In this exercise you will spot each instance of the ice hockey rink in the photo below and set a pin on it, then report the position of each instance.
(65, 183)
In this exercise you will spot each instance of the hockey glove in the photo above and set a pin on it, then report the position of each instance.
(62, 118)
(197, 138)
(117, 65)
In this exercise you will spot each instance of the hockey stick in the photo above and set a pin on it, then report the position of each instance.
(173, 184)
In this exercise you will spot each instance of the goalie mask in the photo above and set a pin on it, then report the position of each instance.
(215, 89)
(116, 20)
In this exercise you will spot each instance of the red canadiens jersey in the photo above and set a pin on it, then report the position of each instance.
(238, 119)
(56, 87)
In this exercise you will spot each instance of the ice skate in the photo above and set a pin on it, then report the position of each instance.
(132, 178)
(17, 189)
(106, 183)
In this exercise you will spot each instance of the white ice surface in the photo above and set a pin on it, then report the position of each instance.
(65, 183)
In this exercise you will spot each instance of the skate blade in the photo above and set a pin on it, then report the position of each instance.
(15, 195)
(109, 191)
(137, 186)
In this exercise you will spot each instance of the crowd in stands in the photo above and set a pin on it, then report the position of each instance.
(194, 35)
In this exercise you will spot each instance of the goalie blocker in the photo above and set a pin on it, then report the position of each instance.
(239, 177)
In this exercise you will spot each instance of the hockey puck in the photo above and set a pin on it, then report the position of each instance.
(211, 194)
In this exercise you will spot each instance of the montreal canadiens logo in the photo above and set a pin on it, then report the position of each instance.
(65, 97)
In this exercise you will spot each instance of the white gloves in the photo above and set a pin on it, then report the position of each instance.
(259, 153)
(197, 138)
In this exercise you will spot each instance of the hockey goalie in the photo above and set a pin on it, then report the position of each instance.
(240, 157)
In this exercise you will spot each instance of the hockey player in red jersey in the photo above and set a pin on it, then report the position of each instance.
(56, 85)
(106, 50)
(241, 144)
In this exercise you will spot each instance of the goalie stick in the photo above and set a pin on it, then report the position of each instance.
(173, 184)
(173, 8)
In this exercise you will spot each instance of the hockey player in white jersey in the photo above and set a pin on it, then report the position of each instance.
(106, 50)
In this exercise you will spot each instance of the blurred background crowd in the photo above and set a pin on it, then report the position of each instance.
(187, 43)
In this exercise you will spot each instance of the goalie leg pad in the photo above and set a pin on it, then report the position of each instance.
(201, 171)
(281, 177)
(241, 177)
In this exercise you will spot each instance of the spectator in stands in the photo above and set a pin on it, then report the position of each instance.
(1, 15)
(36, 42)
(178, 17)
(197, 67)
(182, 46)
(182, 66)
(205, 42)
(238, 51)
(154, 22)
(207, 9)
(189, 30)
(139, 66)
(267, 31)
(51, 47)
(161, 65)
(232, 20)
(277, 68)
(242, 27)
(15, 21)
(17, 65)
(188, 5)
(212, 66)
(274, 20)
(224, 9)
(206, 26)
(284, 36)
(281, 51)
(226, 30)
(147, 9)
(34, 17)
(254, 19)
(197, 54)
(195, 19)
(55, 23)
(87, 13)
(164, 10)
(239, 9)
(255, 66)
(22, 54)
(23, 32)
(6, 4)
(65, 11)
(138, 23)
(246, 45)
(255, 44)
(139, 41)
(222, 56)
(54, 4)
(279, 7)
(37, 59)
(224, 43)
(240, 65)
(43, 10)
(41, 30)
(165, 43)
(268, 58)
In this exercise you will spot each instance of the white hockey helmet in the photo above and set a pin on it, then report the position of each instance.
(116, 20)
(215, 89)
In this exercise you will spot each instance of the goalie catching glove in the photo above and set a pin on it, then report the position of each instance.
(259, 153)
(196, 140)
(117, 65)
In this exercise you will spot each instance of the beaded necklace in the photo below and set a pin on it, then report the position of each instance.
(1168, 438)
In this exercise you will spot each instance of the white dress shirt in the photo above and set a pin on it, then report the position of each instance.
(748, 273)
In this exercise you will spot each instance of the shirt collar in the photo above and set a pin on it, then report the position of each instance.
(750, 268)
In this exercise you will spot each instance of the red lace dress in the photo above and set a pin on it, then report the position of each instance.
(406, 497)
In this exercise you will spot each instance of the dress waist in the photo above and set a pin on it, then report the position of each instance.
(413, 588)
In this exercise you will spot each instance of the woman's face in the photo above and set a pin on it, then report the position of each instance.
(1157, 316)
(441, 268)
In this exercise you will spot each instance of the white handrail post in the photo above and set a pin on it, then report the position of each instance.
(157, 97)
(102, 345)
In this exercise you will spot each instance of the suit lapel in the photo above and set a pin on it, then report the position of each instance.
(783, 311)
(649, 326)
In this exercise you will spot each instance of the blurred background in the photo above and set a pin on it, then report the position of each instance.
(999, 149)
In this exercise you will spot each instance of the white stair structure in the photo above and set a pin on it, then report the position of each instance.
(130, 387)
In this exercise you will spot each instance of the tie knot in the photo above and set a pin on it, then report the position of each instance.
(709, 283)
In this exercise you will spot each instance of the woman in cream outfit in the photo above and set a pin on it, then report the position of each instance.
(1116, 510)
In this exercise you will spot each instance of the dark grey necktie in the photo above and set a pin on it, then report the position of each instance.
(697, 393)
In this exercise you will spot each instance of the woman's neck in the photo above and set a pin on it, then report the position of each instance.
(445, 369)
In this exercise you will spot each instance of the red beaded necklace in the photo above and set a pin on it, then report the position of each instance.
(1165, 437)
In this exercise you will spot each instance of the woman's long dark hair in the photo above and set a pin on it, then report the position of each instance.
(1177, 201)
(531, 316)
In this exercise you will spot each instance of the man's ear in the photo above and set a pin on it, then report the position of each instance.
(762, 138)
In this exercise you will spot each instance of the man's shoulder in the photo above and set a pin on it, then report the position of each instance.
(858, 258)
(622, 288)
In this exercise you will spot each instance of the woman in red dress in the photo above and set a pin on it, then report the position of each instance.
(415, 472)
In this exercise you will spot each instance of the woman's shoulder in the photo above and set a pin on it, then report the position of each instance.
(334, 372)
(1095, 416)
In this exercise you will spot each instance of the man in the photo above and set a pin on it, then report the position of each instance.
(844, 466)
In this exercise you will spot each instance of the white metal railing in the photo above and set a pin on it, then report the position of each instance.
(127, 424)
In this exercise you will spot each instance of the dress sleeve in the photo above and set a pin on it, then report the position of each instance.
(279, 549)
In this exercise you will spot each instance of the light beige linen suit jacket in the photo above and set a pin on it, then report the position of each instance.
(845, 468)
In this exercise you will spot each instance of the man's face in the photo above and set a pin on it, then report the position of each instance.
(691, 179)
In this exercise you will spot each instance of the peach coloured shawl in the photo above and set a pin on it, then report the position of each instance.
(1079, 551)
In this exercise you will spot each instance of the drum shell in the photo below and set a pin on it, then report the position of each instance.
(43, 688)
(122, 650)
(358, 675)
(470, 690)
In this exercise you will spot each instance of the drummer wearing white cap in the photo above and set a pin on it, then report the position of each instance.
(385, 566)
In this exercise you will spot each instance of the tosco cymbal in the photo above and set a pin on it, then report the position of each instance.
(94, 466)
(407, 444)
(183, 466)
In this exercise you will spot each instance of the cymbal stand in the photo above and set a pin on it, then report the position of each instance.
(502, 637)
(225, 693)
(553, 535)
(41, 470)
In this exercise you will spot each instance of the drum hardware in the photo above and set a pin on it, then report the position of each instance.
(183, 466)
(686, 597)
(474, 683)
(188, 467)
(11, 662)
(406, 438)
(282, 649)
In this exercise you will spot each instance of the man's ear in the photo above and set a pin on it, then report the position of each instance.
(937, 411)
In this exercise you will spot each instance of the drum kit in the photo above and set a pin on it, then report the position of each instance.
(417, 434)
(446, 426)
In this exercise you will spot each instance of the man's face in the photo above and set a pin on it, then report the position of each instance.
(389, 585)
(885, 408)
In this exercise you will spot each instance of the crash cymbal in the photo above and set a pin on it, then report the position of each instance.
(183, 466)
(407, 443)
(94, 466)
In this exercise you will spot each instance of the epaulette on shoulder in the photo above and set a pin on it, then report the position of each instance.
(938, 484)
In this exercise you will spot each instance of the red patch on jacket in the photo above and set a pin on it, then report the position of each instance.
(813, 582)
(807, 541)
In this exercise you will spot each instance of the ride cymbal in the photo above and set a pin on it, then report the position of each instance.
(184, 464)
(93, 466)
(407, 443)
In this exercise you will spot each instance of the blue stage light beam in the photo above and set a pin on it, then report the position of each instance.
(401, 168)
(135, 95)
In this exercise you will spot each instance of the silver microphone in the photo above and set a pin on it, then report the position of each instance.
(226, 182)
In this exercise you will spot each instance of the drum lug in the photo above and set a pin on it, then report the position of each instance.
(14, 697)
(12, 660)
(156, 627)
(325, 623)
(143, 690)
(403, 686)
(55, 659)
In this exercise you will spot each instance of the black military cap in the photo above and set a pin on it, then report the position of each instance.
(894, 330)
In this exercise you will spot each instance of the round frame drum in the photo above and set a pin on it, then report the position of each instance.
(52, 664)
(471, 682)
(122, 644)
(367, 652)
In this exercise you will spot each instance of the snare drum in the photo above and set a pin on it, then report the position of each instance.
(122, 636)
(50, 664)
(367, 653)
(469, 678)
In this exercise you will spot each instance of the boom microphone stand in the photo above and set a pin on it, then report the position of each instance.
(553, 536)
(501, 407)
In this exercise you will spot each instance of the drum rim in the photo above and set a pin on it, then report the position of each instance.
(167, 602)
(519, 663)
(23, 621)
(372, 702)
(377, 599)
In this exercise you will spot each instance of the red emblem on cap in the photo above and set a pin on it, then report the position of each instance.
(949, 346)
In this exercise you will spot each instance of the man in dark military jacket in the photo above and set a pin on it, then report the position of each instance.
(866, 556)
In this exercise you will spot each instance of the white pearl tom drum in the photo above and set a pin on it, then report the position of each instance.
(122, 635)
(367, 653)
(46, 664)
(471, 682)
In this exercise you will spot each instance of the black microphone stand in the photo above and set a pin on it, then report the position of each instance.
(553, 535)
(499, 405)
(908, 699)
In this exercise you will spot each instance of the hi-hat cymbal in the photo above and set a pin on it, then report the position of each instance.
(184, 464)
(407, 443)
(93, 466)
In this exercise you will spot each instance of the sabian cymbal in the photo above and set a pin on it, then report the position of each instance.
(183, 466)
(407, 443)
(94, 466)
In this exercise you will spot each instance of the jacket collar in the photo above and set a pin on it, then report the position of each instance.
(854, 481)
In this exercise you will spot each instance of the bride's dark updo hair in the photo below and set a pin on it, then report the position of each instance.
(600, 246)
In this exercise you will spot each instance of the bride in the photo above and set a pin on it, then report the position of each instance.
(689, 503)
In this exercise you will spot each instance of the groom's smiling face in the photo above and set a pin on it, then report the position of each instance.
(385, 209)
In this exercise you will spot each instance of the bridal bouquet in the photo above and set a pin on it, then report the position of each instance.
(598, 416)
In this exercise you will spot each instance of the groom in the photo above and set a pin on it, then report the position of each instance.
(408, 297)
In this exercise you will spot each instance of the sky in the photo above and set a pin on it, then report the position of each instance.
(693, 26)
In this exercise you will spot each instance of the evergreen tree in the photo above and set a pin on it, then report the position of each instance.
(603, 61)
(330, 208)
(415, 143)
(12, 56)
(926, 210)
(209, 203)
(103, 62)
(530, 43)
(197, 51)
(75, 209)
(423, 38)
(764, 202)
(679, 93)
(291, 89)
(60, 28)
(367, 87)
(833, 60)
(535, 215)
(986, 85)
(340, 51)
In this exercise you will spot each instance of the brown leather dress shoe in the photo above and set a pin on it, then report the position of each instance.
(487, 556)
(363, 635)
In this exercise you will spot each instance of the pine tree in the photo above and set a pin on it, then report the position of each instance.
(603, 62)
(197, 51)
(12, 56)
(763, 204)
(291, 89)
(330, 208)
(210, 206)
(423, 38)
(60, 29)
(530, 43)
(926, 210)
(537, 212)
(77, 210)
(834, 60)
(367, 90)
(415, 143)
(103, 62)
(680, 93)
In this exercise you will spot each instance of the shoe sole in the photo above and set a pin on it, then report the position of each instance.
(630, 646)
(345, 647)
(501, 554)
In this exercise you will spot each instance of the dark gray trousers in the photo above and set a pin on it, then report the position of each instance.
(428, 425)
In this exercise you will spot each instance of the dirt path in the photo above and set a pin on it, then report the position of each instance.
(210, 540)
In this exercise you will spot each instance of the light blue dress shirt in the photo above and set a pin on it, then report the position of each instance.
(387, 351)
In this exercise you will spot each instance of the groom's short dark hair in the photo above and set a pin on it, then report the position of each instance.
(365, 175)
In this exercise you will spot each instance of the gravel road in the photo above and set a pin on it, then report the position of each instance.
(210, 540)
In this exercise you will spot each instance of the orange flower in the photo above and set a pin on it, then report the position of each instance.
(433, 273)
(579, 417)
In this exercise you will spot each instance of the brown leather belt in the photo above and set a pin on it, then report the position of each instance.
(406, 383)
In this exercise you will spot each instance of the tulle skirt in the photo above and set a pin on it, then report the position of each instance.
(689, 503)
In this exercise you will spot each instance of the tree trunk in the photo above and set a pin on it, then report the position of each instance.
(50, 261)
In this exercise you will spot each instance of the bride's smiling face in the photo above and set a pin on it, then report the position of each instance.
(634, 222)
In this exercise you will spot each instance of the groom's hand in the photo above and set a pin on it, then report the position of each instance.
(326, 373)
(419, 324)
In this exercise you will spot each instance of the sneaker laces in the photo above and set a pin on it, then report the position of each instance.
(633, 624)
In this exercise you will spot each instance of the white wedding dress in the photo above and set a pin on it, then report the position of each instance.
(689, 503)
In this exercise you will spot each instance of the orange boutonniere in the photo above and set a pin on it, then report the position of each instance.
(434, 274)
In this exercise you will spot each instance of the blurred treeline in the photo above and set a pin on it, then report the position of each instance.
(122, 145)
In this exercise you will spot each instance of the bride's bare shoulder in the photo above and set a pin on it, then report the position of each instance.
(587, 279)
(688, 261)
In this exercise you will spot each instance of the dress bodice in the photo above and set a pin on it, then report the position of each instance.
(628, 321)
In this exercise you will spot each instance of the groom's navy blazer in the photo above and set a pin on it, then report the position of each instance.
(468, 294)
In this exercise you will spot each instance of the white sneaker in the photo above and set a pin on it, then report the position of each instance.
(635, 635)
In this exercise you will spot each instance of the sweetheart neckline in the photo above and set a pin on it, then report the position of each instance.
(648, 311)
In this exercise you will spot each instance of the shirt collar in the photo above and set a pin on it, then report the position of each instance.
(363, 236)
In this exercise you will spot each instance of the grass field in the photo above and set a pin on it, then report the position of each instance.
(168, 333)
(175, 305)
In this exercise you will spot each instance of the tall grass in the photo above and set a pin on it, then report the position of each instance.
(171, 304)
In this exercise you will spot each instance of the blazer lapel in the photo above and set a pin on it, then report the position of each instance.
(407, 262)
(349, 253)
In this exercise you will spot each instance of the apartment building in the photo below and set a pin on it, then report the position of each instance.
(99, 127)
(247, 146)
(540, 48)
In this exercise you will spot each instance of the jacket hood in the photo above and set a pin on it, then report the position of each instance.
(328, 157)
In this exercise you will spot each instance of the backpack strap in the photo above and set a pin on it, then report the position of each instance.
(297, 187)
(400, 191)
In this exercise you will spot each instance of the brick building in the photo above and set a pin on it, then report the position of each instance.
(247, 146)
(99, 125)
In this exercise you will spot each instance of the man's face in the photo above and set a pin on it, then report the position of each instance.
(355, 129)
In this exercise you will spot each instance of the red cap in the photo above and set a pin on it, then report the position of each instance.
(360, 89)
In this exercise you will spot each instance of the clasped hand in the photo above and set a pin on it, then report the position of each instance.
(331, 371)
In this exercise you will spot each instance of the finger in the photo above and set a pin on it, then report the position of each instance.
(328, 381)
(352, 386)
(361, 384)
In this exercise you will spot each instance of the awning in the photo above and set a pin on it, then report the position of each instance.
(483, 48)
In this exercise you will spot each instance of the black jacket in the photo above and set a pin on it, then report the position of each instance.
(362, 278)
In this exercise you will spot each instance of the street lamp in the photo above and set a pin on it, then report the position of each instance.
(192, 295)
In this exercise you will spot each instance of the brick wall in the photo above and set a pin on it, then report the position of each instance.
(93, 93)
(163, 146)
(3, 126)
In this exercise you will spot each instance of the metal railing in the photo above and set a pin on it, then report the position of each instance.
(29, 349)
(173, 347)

• [Aim of the task]:
Copy exactly, and only, the lines from the one containing "the red cap" through the last line of the listing.

• [The completed task]:
In this exercise you will spot each instance of the red cap in the photo above and set a pin on it, then report the position of each instance.
(360, 89)
In this exercise you will spot each instance of the clasped hand in the photo above and set a pin on it, then report the position of each instance.
(331, 371)
In this exercise you will spot each instance of the finger in the photo above and set a pin on it, then report the position of each instance.
(328, 381)
(352, 386)
(361, 384)
In this exercise you will spot each instance of the awning in the photo above and set a pin on it, then report the position of each instance.
(483, 48)
In this exercise you will spot each instance of the black jacket in the photo above and set a pin on it, then report the position of each instance.
(362, 278)
In this exercise you will spot each instance of the street lamp in the photo above and set a pin on it, then report the position of each instance.
(192, 295)
In this exercise you will spot each instance of the brick wall in the photo above and set a pin on it, then report the position of each instance.
(93, 93)
(163, 146)
(3, 126)
In this exercise you will spot each instance of the metal railing in the photo above and set a pin on it, then report the position of each instance.
(29, 349)
(173, 347)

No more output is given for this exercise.